Things to do:
A - From the podcast transcript on wholesaling, print the passage from "During the course" up to and including "question is twofold.".
B - Answer these questions from the podcast transcript on wholesaling:
(i) In which city has Mike assigned deals to fix and flippers?
(ii) How long have the current tenants lived in their houses?
(iii) What do the different schools of thought typically depend on?
C - In the podcast transcript on wholesaling, why does Mike think his offer to the seller of a rental should be discounted, but not as much as for a rehab flip?

Text section:
All right, so I got a question via email from Mike Salman Diego.
Hopefully I pronounced that correctly, Mike.
And Mike writes, I've listened to a few of your podcasts and have a question for you that I'm not quite clear on.
As a relatively new wholesaler, I've assigned a few deals here in San Diego to fix and flippers, so I have a decent idea on how to structure.
my offer to purchase and price to assign to the end buyer.
During the course of my marketing, I've acquired a few leads that are rentals,
whereas the current tenants prefer to stay.
They lived in their respective houses for four plus years.
My question is twofold.
How do I structure my offer to the seller, discounted, but not as much as a rehab flip
due to the potential cash flow?
Secondly, what do cash flow investors look for when buying a rental property in terms of price?
Are they willing to pay close to market value due to the potential?
cash flow or do I just price it out similar to a fix and flip? In other words, as a wholesaler,
how do I structure a buy and hold rental versus a fix and flip? Kindest regards, Michael.
Okay, so there are a bunch of questions in there and I think what you're getting at, Mike,
is really how does your offer to the seller differ when your intent is to sell to a buy and
hold investor versus a fix and flip investor? I think I've summed it up there correctly.
I've got now and I'll address everything in my answer.
but that's the basis.
How does your offer to the seller going to be different when your intent is to sell to a buy
and hold investor or a fix and flip investor?
All right, so good question.
And there are different schools of thought on this, and those different schools of thought
will typically depend on either your end investor and or the market of where the property
is.

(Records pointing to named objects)

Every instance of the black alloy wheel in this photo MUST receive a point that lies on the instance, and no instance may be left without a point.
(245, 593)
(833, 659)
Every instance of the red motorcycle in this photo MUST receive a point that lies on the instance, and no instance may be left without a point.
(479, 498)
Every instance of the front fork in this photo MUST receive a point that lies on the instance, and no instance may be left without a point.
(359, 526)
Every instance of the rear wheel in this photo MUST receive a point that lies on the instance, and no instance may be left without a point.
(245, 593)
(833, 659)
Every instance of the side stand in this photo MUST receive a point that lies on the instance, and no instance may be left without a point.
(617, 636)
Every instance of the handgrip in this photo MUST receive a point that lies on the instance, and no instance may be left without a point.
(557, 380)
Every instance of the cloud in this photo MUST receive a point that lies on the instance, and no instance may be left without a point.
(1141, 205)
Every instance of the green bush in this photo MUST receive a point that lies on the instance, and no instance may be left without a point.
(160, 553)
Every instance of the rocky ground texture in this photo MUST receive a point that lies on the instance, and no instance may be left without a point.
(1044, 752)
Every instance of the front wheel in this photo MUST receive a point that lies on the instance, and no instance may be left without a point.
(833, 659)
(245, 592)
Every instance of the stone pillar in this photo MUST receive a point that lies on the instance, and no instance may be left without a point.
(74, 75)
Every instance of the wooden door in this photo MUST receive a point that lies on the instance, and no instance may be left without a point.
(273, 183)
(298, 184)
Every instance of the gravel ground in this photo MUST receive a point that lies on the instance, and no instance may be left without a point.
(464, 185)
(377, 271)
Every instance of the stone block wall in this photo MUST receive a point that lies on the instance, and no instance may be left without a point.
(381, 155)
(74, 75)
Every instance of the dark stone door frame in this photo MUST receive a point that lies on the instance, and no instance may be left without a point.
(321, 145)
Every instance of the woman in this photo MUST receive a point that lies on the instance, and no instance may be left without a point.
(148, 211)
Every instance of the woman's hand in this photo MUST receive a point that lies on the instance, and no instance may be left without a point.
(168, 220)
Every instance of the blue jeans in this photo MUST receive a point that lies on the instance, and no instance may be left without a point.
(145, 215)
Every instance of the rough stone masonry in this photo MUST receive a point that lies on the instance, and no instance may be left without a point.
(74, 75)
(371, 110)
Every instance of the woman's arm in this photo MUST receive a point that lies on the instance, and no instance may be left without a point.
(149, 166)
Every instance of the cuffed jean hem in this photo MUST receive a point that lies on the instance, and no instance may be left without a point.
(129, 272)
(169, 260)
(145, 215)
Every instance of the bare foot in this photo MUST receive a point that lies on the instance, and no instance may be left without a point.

Answers for the exercise:
A -
During the course of my marketing, I've acquired a few leads that are rentals,
whereas the current tenants prefer to stay.
They lived in their respective houses for four plus years.
My question is twofold.

B -
(i) San Diego.
(ii) Four plus years.
(iii) The end investor and/or the market where the property is.

C - He gives the potential cash flow as the reason.